Me reúno con un grupo
de mujeres para comer. No pertenecen ni mucho menos a mi círculo de amigas
íntimas, pero tampoco están incluidas en la categoría de conocidas. Vamos, en
tierra de nadie. No nos une nada, más allá de haber coincidido en un momento dado todas juntas en una determinada actividad y el hecho de no querer perder cierto contacto.
De esas con la que te juntas muy de vez en cuando, conversas de temas
normalmente intrascendentes, y en ocasiones, vas un poco más allá e incluyes
cuestiones personales, pero de charla ligera y sin matizar en exceso. Pasando
de puntillas por todo lo que suponga un atisbo de topless emocional.
Todas son listas, preparadas,
capaces, y algunas, muy divertidas. Y físicamente, hay de todo; desde la
fea de manual a la rubia de mechas californianas.
Oteadas desde fuera, siempre me habían parecido mucho más centradas que yo. Sus trabajos de nivel, sus casas maravillosas, sus maridos perfectos, sus inteligentes y adorables hijos que aprueban todo con nota y nunca se meten en líos… De esas que nunca se quejan por nada y a las que el tiempo les concede la bula de una prórroga constante con el fin de poder abarcar para ir tres veces a la semana al gimnasio, a talleres para hacer magdalenas, llevar a sus niños a clases de hípica y tiro al pichón, a cantar en el coro de la iglesia y realizar labores sociales. Y todo ello sin perder un ápice de glamour, porque ellas no sudan, no tienen canas ni arrugas, llegan con holgura a final de mes y visten ropa y joyas de marca.

===

* OBJETIVO DE LA TAREA
Devuelva, sin alterar una sola palabra, el pasaje del extracto sobre la comida con un grupo de mujeres comprendido entre "De esas con" y "de topless emocional.", ambos incluidos.

===

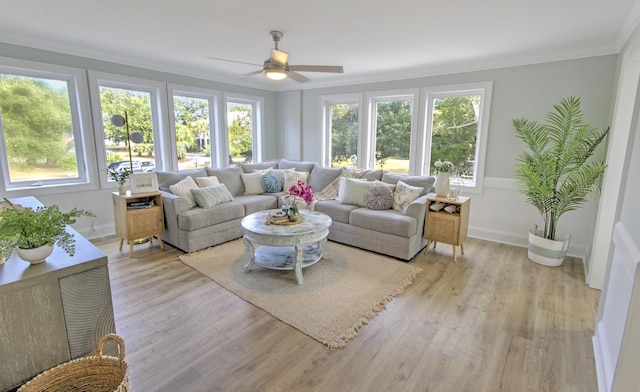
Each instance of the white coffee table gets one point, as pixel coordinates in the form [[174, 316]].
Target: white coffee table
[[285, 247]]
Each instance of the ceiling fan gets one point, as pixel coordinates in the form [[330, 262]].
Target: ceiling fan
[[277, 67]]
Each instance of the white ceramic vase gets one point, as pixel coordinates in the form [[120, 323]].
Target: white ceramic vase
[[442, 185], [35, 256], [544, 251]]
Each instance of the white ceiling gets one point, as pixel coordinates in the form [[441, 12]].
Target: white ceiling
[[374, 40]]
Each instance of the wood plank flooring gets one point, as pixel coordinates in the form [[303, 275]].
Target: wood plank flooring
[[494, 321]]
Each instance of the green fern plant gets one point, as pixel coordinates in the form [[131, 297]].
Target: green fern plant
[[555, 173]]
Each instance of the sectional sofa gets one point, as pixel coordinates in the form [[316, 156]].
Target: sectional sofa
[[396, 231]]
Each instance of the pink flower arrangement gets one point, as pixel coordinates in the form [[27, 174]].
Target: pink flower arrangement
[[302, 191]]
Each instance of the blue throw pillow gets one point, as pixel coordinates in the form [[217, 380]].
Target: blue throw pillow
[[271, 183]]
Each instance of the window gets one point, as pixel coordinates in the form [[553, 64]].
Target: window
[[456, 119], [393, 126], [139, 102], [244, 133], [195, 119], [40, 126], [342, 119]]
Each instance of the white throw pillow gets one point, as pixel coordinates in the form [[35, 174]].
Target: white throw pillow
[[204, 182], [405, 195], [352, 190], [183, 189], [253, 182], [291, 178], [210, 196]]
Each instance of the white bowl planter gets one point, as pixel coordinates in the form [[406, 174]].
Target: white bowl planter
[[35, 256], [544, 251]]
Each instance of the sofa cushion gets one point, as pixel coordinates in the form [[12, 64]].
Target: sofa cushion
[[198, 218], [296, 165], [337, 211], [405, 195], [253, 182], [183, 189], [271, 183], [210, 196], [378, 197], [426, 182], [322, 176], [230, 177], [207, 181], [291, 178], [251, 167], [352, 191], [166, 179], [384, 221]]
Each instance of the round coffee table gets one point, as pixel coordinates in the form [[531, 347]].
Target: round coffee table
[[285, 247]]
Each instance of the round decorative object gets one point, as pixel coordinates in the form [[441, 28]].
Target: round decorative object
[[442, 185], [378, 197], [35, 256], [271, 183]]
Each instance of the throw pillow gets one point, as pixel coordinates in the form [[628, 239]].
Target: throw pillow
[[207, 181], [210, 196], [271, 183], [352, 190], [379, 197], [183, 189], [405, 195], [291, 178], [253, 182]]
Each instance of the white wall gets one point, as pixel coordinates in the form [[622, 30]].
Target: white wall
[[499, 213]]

===

* RESPUESTA A CONTINUACIÓN
De esas con la que te juntas muy de vez en cuando, conversas de temas
normalmente intrascendentes, y en ocasiones, vas un poco más allá e incluyes
cuestiones personales, pero de charla ligera y sin matizar en exceso. Pasando
de puntillas por todo lo que suponga un atisbo de topless emocional.